COLONIE — As it celebrates its 100th year in the jewelry business, Frank Adams is looking to move from its home in Stuyvesant Plaza to Wolf Road.
“We have been at three locations in 100 years. This location fits where we want to be for the next 100 years,” Jeffrey Russell, one of the owners of Frank Adams, told the Planning Board on Tuesday, March 8. “The location is perfect and the design of the building looks amazing and it will be a focal point on Wolf Road. It will be a destination.”
One reason for the move, he said, is the new location will have a dedicated parking lot for the jewelry store while Stuyvesant Plaza is an outdoor mall with many stores sharing a large parking lot. Parking, though, and the configuration of the two proposed buildings on 1.5 acres near the intersection of Cerone Commercial Drive, were a topic of discussion during the sketch plan review.
As presented, the front of the buildings — the second building does not yet have a tenant — would face away from Wolf Road. The jewelry store would be a one-story 7,050-square-foot building and the second would be one-story, 5,750-square-foot.
One the one hand, parking would be code compliant, in the back of the building and not along the major thoroughfare but on the other, the back of the building would face Wolf Road.
“There is a conflict of zoning, but historically, this board has had the practice of moving the building back and allowing the parking in front,” said Planning Board member Craig Shamlian. “I would be in favor of pushing the building back further and allowing parking in the front.”
Another drawback to the configuration, said Sean Maguire, director of the Planning and Economic Development Department, is that it does not further the objective of making Wolf Road the town’s Main Street.

Dataset items:

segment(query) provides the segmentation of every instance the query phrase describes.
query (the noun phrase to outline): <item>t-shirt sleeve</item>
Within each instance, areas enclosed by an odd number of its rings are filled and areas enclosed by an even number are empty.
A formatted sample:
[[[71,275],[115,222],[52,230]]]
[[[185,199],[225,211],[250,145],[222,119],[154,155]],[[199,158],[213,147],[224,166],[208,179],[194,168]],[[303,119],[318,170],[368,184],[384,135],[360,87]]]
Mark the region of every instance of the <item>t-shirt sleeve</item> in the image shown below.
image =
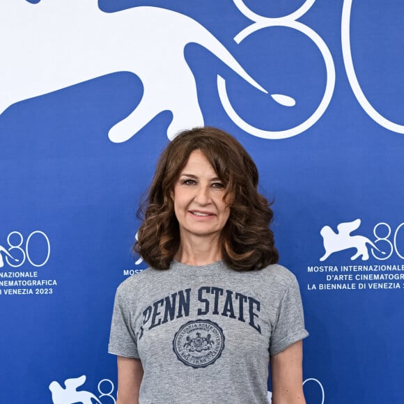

Exercise requirements
1 - Turn the paragraph of the Frank Adams article that begins "As presented, the front of the buildings" into a short bulleted list with its main facts.
2 - Translate this sentence from the Frank Adams article into Spanish: "One reason for the move, he said, is the new location will have a dedicated parking lot for the jewelry store while Stuyvesant Plaza is an outdoor mall with many stores sharing a large parking lot."
3 - According to the Frank Adams article, what is the size of the land that the two proposed buildings would occupy?

Outputs by task
1 -
- The fronts of both buildings would face away from Wolf Road.
- The second building has no tenant yet.
- The jewelry store would be one story and 7,050 square feet.
- The second building would be one story and 5,750 square feet.

2 - Una razón para la mudanza, dijo, es que la nueva ubicación tendrá un estacionamiento exclusivo para la joyería, mientras que Stuyvesant Plaza es un centro comercial al aire libre donde muchas tiendas comparten un gran estacionamiento.

3 - 1.5 acres.